**Exercise directions**
Exactly reproduce the lines from the line containing "In this exercise you will locate the sand" to the end of the data below, inclusive, and nothing else.

**Data shown**
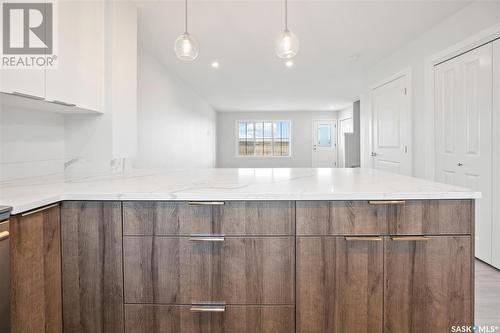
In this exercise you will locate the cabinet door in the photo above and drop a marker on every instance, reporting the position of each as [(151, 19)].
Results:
[(36, 272), (339, 284), (141, 318), (78, 78), (428, 284), (92, 266), (238, 270)]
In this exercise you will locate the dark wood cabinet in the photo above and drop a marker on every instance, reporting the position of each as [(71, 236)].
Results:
[(36, 271), (237, 270), (339, 284), (235, 319), (92, 273), (278, 266), (428, 284), (410, 217), (232, 218)]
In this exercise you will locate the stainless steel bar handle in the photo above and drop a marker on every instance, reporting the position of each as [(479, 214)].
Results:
[(208, 307), (16, 93), (61, 103), (409, 238), (386, 202), (207, 238), (206, 203), (363, 238), (4, 235), (39, 210)]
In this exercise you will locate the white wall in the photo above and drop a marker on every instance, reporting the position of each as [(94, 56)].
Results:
[(176, 126), (465, 23), (31, 143), (301, 134)]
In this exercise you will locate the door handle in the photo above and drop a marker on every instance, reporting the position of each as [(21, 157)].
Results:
[(61, 103), (208, 307), (16, 93), (387, 202), (365, 238), (4, 235), (409, 238), (206, 238), (206, 203)]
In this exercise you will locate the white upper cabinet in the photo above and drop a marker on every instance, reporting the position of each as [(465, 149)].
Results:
[(78, 78), (30, 82)]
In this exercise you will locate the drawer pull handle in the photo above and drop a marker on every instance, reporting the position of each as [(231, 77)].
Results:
[(39, 210), (410, 238), (386, 202), (207, 238), (208, 307), (206, 203), (4, 235), (363, 238), (37, 98)]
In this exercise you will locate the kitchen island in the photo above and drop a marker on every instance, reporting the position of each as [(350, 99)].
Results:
[(241, 250)]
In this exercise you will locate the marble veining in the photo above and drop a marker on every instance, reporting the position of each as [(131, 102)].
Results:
[(225, 184)]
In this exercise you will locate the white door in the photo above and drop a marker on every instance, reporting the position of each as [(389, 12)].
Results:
[(463, 107), (495, 261), (345, 126), (392, 126), (324, 149)]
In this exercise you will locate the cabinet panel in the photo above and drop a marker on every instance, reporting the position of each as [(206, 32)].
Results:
[(92, 266), (175, 270), (78, 77), (179, 319), (232, 218), (36, 272), (431, 217), (411, 217), (341, 218), (339, 285), (428, 284)]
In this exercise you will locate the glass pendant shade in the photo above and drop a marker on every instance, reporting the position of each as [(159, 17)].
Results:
[(287, 45), (186, 47)]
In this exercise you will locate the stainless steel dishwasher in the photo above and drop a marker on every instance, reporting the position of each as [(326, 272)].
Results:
[(4, 269)]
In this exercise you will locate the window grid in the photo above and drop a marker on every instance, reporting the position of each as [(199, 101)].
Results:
[(264, 138)]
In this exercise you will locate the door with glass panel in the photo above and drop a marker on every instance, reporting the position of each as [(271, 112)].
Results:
[(324, 143)]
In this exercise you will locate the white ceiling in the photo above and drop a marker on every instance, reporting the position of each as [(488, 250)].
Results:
[(241, 35)]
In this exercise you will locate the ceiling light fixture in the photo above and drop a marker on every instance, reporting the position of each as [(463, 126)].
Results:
[(186, 47), (287, 44)]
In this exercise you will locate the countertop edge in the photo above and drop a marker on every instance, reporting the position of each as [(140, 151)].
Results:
[(30, 205)]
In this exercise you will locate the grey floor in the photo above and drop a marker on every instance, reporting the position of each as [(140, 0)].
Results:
[(487, 295)]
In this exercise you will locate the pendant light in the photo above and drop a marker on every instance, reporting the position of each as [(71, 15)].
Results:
[(186, 47), (287, 44)]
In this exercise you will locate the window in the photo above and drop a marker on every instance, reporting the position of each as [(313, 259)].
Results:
[(264, 138)]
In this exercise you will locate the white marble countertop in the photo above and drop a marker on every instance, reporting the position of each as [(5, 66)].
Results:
[(225, 184)]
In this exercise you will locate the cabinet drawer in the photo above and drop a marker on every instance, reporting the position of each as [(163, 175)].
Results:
[(235, 218), (341, 218), (415, 217), (235, 319), (238, 270)]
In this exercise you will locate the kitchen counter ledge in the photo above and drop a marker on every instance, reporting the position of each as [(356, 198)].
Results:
[(225, 185)]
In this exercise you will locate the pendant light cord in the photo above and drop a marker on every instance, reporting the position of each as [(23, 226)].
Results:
[(185, 16), (286, 14)]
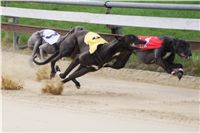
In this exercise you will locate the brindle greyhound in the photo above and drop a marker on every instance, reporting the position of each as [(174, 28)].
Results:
[(164, 56), (105, 53), (74, 43), (39, 47)]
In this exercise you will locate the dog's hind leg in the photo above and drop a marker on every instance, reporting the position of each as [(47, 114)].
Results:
[(74, 80), (53, 62), (72, 65), (79, 72)]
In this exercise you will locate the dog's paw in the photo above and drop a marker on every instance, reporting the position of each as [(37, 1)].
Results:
[(178, 72), (52, 75)]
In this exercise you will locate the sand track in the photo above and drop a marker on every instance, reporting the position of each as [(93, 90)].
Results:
[(105, 102)]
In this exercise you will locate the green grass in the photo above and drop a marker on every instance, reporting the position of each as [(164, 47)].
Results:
[(192, 66)]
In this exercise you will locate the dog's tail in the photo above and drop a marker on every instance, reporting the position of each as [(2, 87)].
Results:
[(47, 60)]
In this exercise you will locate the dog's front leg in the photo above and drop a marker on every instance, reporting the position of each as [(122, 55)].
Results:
[(72, 65), (79, 72)]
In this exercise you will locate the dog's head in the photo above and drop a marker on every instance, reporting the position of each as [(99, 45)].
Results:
[(182, 48), (129, 41)]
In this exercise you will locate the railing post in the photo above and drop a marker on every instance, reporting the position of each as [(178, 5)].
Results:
[(115, 29), (16, 36), (14, 20)]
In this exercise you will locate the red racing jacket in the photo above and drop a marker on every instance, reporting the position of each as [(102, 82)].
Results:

**Complete answer**
In this exercise you will locate the sand track in the photo above and drop a marker on every instance, reporting the position of each as [(93, 90)].
Results:
[(105, 102)]
In this exercise you will locate the green grass in the photo above and drop a marker on every instance, reporting the position of each as [(164, 47)].
Results:
[(192, 66)]
In this exercise you will locate the dog's tail in the photo above and drop a marker on every instance, reporting the position of each as [(2, 87)].
Results:
[(47, 60)]
In this exercise you will locate the dog's front leg in the photo above and drop a marker on every instance, reporting the position of each as [(122, 55)].
Results:
[(72, 65), (79, 72)]
In this exercise you will locate the dog's head in the photo above and drop a marker on every instance, reporting the position of each as [(99, 45)].
Results:
[(182, 48), (129, 41)]
In this exercise you will locate the railing post in the photo above and drop a marker on every instance, reporting the position of each as [(178, 5)].
Results:
[(115, 29), (16, 36), (14, 20)]
In this exercise you will locate the red racing jacket in the photo above and drop a marker on every instance, reporting the position of each as [(102, 82)].
Results:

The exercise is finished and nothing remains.